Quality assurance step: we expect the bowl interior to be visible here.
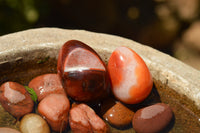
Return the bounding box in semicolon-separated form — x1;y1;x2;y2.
0;47;200;132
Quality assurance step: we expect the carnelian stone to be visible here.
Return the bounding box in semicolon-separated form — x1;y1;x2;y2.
108;47;153;104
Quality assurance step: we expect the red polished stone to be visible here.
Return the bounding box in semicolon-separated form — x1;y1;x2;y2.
57;40;109;102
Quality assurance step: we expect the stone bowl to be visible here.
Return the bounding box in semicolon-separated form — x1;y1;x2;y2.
0;28;200;132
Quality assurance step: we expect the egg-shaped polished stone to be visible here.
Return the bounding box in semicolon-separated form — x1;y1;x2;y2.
132;103;173;133
108;47;153;104
57;40;109;102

■ **Goal**
List the material as numbered lines, starting at its first line and ending with the line that contains "0;28;200;132". Include both ends, skip blank lines, and leave the pictures out.

■ **Response**
1. Quality assurance step: we expect the bowl interior to be visible here.
2. Return the bounding box in semicolon-separated form — x1;y1;x2;y2.
3. 0;47;200;132
4. Quality assurance step: we expect the carnelian stone to be visible here.
5. Return the bounding box in semicolon-separated form — x1;y1;x2;y2.
6. 108;47;153;104
7. Quality assurance step: we expect the red polished stone to be visible here.
8. Return the bounding box in semicolon-separated form — x1;y1;x2;y2.
9. 57;40;109;102
10. Quality assurance step: we expect the stone bowl to be visible here.
11. Return the bounding box in semicolon-separated form — x1;y1;x2;y2.
12. 0;28;200;132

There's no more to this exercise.